## The problem
Reproduce the portion of the records that opens with the line containing "Target: white helmet" and closes with the final line of the records, changing every "fire truck" to "fire engine" and leaving all else unchanged.

Named object pointing records:
___

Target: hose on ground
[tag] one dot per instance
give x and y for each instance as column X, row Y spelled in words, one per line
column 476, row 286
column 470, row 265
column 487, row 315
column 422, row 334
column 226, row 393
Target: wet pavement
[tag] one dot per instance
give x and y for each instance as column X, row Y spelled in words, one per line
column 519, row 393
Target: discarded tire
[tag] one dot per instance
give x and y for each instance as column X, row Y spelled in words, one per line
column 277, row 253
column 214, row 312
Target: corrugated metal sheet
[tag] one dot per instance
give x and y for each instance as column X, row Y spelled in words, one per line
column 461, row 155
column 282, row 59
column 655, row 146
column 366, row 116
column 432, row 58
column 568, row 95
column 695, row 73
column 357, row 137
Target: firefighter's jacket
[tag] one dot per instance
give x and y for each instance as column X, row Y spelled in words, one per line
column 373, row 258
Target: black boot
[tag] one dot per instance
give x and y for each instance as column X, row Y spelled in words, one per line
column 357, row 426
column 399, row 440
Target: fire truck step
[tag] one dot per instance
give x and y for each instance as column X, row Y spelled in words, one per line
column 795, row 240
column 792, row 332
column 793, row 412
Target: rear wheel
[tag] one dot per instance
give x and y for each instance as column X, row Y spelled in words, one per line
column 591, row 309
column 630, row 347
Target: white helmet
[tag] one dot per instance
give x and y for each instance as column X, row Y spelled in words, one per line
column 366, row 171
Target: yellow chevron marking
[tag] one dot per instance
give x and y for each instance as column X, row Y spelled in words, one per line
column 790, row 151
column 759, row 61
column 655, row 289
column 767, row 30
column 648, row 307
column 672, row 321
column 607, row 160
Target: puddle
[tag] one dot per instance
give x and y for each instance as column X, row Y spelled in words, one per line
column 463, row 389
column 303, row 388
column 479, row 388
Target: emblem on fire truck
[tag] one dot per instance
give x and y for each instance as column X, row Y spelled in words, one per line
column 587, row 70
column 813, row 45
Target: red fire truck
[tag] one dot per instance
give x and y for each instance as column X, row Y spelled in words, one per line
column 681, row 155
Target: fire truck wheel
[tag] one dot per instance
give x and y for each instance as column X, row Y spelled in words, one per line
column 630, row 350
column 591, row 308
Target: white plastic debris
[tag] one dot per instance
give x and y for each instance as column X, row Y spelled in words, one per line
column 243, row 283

___

## Completed exercise
Target: white helmet
[tag] one dot per instance
give x and y for each instance as column X, row Y spelled in words, one per line
column 366, row 171
Target: yellow chevron marking
[tag] one dot per instance
give x and y for each instance as column X, row Y spelled in words, one per line
column 790, row 151
column 759, row 61
column 655, row 289
column 767, row 30
column 648, row 307
column 672, row 321
column 607, row 160
Target: puddle
[tag] one dot per instance
give x and y for each instance as column X, row Y spelled in words, one per line
column 463, row 389
column 303, row 388
column 479, row 388
Target: emblem on fire engine
[tag] one dot per instance
give x and y for each instance as column X, row Y spelled in words, one per line
column 587, row 70
column 813, row 45
Target: red fire engine
[tag] one dot per instance
give x and y for each instance as column X, row Y spelled in words, one per line
column 681, row 155
Target: fire engine wheel
[tag] one dot per instance
give x and y for each instance as column X, row Y spelled in words, one per line
column 630, row 350
column 591, row 308
Target: white plastic debris
[tag] one dot per instance
give x and y for each instance as column X, row Y spelled in words, one per line
column 243, row 283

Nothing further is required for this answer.